### [Source]
··········
Just what are Zun Zun Egui supposed to be? Their founding members are Mauritian and Japanese, but they describe their new record as 'a British rock record made by a British group'. It's a lot more far-out than most recent albums worthy of similar descriptors, that's for sure. If you go by that dour single phrase and leap into the bold and colourful world of Shackles' Gift, you'll be stunned by what you find.
There's none of that straightforward guitars-bass-drums-vocals shit here - it works for a lot of people, but Zun Zun Egui strive toward something much more arresting. There's nothing like the shock of listening to something that shatters your notions of what rock music should sound like, and it's this desire to blow listeners' minds from which the band (Kushal Gaya, Yoshino Shigihara, Adam Newton, Steve Kerisson and Matt Jones) get their kicks. You could hear it all over their 2011 debut Katang - an album that caused quite a stir due to ZZE's captivating live performances - and it's even more prominent on their second album, on which the quartet clearly tried to transfer their live energy to a studio setting. This can sometimes be akin to capturing lightning in a bottle, which is probably why it took them three-and-a-half years to get this record out, but damn, they did an exceptional job.
··········
### [Data section]

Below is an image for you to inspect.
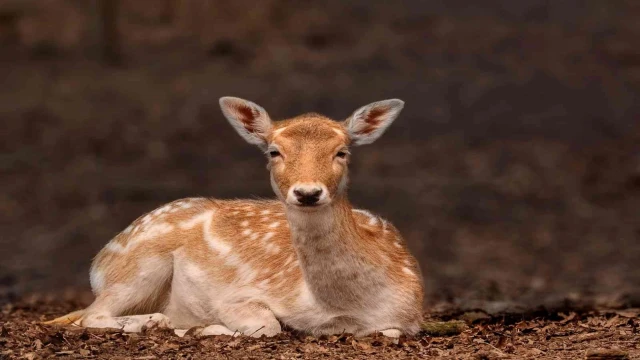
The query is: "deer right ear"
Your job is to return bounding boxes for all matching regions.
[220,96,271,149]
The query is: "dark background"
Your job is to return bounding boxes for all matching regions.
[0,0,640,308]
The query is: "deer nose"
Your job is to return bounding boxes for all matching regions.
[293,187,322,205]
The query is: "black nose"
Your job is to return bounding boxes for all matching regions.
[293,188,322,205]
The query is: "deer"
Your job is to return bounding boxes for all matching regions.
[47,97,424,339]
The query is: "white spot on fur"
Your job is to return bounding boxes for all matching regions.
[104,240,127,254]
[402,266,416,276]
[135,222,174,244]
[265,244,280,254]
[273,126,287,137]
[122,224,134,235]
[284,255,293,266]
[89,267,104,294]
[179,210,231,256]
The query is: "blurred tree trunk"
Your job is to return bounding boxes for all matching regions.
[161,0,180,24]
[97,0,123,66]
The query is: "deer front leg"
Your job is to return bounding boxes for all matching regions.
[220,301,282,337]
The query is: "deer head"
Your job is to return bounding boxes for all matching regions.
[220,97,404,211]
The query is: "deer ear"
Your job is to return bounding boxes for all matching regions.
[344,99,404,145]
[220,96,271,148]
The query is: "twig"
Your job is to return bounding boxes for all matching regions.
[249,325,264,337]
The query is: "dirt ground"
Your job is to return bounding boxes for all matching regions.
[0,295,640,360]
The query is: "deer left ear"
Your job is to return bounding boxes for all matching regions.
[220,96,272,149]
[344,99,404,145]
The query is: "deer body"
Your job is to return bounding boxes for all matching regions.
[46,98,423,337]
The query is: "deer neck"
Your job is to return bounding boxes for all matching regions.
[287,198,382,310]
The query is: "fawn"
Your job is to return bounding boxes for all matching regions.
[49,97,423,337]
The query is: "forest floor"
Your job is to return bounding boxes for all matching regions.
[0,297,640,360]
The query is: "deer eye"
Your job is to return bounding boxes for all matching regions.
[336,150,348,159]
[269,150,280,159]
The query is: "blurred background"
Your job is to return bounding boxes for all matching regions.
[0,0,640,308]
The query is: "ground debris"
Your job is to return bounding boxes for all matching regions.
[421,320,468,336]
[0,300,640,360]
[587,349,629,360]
··········
### [Requirement A]
In the album review, what is the title of Zun Zun Egui's 2011 debut?
### [Requirement B]
Please say whether each statement agrees with the album review, answering yes or no and quoting the deciding words: (i) The band's founding members are Mauritian and Japanese. (ii) The band's debut album drew little attention. (iii) The band call their new record a British rock record.

### [Written response A]
Katang

### [Written response B]
(i) Yes: "Their founding members are Mauritian and Japanese"
(ii) No: "an album that caused quite a stir"
(iii) Yes: "a British rock record made by a British group"